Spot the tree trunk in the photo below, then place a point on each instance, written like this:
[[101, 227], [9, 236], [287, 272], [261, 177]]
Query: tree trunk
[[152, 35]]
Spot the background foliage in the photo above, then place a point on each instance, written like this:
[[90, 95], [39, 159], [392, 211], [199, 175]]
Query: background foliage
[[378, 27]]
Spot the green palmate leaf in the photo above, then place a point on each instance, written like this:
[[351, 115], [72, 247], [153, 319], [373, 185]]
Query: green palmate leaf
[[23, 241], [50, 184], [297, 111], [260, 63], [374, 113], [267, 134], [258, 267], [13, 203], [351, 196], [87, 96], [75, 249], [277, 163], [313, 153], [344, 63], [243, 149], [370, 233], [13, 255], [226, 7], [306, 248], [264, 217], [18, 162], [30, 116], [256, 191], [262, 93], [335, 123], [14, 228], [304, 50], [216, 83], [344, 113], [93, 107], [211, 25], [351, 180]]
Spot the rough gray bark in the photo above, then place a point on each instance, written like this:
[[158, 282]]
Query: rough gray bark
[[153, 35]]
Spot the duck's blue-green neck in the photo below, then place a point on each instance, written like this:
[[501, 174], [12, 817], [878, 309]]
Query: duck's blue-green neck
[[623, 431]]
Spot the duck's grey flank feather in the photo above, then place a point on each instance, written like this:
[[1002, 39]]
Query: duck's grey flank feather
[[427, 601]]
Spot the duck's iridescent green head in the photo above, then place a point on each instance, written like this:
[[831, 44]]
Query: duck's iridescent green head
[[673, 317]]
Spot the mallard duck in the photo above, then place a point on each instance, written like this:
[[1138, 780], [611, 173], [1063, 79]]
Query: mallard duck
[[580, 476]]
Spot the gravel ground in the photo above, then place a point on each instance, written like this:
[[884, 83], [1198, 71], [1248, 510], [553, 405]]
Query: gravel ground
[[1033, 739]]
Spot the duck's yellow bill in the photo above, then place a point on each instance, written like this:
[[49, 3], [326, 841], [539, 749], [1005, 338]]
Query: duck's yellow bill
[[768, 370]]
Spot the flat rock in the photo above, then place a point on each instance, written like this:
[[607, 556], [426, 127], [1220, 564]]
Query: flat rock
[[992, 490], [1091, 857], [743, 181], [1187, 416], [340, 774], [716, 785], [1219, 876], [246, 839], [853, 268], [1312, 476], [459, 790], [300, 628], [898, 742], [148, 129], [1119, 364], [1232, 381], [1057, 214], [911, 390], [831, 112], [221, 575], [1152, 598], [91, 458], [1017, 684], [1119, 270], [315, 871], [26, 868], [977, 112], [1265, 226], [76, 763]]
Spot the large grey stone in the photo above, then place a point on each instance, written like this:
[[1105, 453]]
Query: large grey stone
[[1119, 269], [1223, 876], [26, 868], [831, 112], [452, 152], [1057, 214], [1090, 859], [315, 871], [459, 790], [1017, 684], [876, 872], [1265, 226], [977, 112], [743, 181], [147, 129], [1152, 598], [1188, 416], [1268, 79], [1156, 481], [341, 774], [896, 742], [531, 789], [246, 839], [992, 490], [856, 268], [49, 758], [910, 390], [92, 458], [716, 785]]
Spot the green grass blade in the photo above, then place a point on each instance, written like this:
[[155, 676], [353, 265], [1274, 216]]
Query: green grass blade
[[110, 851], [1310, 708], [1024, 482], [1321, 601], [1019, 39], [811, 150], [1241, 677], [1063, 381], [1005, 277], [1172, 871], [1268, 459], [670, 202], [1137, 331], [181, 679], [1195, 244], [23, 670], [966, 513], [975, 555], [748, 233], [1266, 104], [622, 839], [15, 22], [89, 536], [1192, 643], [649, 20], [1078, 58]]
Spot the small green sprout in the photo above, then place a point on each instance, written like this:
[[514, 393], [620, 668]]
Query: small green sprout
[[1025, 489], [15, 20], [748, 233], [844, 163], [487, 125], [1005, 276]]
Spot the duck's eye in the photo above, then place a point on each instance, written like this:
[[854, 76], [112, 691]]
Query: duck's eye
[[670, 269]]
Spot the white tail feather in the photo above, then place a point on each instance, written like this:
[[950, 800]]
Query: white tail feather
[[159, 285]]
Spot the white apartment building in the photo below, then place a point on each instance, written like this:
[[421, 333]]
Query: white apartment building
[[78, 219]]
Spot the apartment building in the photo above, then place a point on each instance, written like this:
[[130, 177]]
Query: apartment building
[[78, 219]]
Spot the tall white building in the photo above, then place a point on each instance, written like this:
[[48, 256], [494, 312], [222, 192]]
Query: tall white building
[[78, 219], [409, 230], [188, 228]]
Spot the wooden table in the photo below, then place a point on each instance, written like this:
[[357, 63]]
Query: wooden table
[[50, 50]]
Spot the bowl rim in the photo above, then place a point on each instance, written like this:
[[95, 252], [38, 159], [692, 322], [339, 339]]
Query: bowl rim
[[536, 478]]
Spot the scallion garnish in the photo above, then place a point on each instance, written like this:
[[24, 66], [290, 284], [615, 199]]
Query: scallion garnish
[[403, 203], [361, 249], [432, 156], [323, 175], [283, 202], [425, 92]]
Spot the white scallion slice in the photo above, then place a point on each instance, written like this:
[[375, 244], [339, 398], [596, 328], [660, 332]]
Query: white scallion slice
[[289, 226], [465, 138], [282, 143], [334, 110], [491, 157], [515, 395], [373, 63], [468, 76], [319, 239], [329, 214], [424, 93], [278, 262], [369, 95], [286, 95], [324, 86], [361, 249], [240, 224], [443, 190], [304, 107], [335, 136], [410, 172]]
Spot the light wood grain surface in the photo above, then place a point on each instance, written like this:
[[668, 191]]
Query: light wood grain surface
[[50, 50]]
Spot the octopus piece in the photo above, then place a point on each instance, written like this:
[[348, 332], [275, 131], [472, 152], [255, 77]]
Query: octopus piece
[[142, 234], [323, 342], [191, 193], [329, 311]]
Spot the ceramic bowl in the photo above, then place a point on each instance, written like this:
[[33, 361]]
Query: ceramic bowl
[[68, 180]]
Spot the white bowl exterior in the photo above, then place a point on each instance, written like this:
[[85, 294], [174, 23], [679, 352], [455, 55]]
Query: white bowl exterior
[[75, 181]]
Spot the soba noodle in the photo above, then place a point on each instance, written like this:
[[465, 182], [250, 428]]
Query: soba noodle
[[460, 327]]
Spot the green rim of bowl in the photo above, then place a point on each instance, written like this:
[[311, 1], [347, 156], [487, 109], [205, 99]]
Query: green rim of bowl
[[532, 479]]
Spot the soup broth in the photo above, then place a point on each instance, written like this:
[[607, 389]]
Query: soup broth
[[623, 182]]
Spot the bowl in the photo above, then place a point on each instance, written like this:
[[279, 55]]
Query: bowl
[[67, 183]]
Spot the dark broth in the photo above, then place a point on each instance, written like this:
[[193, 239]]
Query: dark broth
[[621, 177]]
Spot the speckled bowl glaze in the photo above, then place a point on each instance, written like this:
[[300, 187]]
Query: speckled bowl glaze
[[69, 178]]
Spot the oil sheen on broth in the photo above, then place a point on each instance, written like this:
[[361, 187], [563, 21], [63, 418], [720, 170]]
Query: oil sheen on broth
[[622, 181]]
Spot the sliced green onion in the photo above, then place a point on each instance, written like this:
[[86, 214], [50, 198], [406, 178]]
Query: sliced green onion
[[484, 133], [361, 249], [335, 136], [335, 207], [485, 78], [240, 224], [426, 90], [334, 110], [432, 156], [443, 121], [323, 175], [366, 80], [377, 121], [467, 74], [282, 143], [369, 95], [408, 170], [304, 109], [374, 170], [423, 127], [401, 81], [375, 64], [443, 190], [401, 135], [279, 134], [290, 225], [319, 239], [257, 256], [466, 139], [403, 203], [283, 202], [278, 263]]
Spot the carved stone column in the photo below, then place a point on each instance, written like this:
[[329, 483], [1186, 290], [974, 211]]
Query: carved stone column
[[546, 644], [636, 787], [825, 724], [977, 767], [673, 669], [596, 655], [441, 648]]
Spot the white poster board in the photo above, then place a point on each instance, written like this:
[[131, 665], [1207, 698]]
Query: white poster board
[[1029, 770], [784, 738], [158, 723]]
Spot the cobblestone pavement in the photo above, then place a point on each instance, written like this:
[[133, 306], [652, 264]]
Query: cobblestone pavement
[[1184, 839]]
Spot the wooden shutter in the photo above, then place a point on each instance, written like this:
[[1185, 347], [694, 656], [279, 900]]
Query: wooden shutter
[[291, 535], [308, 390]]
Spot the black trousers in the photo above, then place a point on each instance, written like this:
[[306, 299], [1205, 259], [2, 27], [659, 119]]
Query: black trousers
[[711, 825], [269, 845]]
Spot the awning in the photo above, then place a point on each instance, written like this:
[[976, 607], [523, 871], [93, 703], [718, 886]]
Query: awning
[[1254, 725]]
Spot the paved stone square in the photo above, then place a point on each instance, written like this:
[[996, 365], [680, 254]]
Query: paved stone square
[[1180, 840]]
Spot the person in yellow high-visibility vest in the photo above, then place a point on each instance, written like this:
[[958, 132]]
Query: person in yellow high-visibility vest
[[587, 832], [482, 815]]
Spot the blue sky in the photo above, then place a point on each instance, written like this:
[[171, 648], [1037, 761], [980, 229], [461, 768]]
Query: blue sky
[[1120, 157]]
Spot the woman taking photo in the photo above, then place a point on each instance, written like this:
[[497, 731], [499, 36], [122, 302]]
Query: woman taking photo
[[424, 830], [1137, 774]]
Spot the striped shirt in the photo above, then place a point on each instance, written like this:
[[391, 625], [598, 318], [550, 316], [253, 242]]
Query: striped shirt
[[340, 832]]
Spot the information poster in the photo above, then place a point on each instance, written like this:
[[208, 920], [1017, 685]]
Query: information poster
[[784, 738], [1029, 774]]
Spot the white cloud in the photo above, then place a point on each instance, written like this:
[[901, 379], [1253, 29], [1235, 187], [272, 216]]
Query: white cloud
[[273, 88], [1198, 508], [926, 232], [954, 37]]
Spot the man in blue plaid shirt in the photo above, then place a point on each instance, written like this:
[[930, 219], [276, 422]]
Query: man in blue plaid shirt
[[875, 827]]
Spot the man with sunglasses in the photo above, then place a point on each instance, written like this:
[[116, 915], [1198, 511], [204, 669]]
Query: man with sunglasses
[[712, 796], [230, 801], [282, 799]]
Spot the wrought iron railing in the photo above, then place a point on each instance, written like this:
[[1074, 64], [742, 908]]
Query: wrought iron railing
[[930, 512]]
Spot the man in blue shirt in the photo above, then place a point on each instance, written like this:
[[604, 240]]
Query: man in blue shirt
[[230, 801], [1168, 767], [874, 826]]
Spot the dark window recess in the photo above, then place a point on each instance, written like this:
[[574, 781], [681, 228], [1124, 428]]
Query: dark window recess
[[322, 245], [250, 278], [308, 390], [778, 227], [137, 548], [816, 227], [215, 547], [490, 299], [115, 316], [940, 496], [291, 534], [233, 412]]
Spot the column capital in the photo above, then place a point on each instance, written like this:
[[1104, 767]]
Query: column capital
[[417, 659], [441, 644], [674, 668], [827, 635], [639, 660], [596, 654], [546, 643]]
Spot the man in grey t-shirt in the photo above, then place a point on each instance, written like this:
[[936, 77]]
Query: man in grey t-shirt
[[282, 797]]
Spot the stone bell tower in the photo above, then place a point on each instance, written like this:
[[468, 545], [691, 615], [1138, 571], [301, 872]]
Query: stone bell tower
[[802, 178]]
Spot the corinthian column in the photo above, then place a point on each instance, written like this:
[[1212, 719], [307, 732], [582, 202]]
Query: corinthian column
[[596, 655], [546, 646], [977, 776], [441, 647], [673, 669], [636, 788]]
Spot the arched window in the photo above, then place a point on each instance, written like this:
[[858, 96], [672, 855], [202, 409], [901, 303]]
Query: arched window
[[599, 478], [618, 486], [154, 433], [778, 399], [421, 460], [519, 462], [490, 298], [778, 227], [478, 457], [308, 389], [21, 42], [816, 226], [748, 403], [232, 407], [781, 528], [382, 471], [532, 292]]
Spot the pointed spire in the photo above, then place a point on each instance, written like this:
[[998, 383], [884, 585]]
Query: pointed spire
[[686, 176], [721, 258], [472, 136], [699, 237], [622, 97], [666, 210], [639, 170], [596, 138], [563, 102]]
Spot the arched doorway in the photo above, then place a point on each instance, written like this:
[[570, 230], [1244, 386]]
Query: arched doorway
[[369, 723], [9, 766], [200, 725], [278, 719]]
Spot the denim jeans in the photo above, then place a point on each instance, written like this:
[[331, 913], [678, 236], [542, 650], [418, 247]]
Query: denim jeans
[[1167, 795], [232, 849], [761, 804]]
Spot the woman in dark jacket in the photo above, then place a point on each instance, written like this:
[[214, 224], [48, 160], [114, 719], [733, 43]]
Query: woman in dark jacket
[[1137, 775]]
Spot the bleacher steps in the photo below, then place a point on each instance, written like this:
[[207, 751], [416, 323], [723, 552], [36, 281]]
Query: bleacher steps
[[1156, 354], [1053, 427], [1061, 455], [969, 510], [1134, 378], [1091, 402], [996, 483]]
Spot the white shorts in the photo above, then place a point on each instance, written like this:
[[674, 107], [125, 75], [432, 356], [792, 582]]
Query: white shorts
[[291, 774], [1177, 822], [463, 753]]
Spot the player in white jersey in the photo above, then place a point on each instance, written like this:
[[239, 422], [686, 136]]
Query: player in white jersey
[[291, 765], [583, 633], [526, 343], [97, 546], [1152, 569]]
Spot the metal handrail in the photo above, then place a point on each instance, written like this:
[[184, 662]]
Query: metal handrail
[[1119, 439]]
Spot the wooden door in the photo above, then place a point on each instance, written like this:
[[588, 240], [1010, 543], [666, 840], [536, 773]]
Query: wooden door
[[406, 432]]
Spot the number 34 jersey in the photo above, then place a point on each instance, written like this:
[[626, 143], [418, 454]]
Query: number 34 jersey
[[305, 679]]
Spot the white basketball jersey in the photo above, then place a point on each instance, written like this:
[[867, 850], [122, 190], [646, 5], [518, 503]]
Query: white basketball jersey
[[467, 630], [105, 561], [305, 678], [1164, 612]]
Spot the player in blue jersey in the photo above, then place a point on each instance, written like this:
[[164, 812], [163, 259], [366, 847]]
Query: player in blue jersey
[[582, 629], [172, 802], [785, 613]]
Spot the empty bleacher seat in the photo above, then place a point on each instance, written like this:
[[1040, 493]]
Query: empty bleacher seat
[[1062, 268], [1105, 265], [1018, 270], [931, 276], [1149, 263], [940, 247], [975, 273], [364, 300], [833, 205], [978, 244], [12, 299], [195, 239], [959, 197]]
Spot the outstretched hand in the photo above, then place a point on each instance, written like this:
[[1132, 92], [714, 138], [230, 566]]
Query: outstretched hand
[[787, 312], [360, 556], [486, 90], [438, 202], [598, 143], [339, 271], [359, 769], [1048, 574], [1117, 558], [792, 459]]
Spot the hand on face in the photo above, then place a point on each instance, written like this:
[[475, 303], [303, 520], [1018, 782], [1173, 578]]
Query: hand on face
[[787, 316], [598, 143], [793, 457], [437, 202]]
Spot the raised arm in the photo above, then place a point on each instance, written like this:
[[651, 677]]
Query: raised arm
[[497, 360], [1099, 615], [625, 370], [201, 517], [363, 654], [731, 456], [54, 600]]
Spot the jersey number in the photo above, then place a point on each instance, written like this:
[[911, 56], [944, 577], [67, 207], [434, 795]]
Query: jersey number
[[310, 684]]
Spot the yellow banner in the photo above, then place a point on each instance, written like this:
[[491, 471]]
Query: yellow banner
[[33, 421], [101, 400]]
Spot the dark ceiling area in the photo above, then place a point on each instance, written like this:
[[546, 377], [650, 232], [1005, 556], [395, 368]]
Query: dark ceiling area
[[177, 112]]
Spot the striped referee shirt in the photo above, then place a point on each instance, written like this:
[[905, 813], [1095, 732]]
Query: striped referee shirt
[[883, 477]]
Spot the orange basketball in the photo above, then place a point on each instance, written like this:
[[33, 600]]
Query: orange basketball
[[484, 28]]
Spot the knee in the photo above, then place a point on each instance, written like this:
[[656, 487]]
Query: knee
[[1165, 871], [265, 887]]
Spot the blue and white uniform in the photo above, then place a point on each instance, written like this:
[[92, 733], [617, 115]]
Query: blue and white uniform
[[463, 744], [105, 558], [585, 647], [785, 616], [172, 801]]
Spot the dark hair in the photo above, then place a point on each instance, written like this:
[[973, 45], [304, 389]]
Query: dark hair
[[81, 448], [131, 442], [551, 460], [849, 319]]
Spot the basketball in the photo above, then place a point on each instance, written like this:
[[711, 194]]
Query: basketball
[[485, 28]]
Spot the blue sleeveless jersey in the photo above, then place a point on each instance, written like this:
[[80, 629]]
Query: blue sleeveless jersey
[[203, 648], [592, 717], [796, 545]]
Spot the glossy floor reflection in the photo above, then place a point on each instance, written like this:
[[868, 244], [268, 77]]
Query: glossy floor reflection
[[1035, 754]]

☆ ☆ ☆ ☆

Search the data above and return each line in which "below" occurs.

• **TASK RESPONSE**:
Spot the tree trunk in the photo below, then place a point on each instance, written like this:
Spot the duck's blue-green neck in the photo below, then place a point on each instance, written like this:
Spot the white apartment building in the photo below, then place a point on each instance, written like this:
Spot the wooden table in the photo below, then place a point on each instance, written like this:
Spot the carved stone column in the photo below, then place a point on each instance, written like this:
Spot the bleacher steps in the photo below, then place a point on each instance, written like this:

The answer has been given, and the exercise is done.